(Dataset rows)
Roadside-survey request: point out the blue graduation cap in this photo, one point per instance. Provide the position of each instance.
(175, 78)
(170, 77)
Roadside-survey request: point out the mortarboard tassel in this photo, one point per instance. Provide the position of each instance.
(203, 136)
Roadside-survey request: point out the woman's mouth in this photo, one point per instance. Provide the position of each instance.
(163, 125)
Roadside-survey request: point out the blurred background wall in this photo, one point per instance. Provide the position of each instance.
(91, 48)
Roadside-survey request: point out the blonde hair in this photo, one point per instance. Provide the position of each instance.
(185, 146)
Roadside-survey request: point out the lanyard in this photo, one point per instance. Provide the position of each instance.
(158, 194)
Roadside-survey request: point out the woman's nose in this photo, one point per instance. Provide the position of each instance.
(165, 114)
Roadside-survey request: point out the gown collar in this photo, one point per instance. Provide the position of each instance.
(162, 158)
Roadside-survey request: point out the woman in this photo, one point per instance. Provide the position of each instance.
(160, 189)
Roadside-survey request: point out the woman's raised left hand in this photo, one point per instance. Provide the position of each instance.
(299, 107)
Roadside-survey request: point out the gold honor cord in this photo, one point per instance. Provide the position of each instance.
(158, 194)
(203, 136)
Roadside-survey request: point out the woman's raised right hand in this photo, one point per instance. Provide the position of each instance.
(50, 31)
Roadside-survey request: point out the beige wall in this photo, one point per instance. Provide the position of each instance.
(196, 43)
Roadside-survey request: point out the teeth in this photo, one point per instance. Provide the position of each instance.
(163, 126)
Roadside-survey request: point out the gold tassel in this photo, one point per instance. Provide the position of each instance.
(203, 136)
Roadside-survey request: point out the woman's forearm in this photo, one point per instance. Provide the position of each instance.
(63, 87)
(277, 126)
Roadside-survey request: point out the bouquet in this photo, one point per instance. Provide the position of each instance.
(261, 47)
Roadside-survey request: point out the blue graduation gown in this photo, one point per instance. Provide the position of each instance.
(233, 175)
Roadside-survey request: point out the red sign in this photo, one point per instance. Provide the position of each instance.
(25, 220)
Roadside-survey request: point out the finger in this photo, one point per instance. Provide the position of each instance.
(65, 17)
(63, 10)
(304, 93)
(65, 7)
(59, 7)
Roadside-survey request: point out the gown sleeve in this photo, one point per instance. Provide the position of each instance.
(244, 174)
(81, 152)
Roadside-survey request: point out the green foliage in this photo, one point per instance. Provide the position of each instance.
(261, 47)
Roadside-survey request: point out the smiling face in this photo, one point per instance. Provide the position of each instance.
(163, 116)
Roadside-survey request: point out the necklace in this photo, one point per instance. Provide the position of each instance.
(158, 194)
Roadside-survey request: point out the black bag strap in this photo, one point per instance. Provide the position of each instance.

## TASK DETAILS
Copy out all of the records shown above exactly.

## RIGHT ANSWER
Roadside-survey request: point out the blue graduation cap in this photo, one point per instance. Provide the position of each instance.
(175, 78)
(170, 77)
Roadside-survey request: point out the mortarboard tassel in this photo, one point per instance. Provide the position of each instance.
(203, 136)
Roadside-survey request: point out the woman's mouth in this photo, one point per instance. Provide the position of each instance.
(163, 125)
Roadside-survey request: point out the blurred background wall in this photo, one point per instance. Provide the position of each instance.
(91, 48)
Roadside-survey request: point out the blonde hair in this photo, one point per instance. Provide the position of each instance.
(185, 146)
Roadside-survey request: point out the lanyard in this photo, one point per instance. Provide the position of each instance.
(158, 194)
Roadside-survey request: point out the woman's nose in this photo, one point per instance. Provide the position of each instance.
(165, 114)
Roadside-survey request: point out the gown collar in this photo, one point per instance. Provide the position of each instance.
(162, 158)
Roadside-survey request: point out the woman in this photo, one point per instance. Provide the position of each instance.
(160, 189)
Roadside-survey request: point out the woman's raised left hand in this photo, one point per instance. Provide the position of each instance.
(299, 107)
Roadside-survey request: point out the gold honor cord in this photo, one point per instance. Provide the position of each instance.
(158, 194)
(203, 136)
Roadside-survey request: point out the woman's raised right hand in this photo, one point per instance. Provide the position of each instance.
(50, 31)
Roadside-survey request: point out the beige wall in this photo, one point per instance. Provide the position of each instance.
(196, 43)
Roadside-survey request: point out the teeth in this photo, one point per instance. Provide the position of each instance.
(163, 126)
Roadside-survey request: point out the gold tassel in this photo, one point per instance. Provide the position of each instance.
(203, 136)
Roadside-survey request: point out the woman's forearm in this photo, one point per instance. Provide the position of each instance.
(63, 87)
(277, 126)
Roadside-survey request: point out the bouquet in this photo, one point per instance. Provide the position of each instance.
(261, 47)
Roadside-survey request: point out the blue graduation gown in this photo, one point per instance. Provide the position of each instance.
(233, 175)
Roadside-survey request: point out the red sign in this photo, one point per instance. Provide the position of each instance.
(25, 220)
Roadside-survey request: point out the finger in this photo, one point per instance. Provide the position of each instance.
(65, 17)
(63, 10)
(304, 93)
(65, 7)
(59, 7)
Roadside-survey request: point out the gown sleeve in this photo, one point per instance. Provide the position of each instance.
(244, 174)
(81, 152)
Roadside-survey request: point out the green foliage in this photo, one point per instance. Provide the position of each instance.
(261, 47)
Roadside-survey request: point out the smiling face in this photo, one point per instance. Provide the position of each instance.
(163, 116)
Roadside-survey request: point out the necklace in this photo, one point per instance. Provide the position of each instance.
(158, 194)
Roadside-survey request: point out the black bag strap in this photo, one point per instance. Provide the position of each instance.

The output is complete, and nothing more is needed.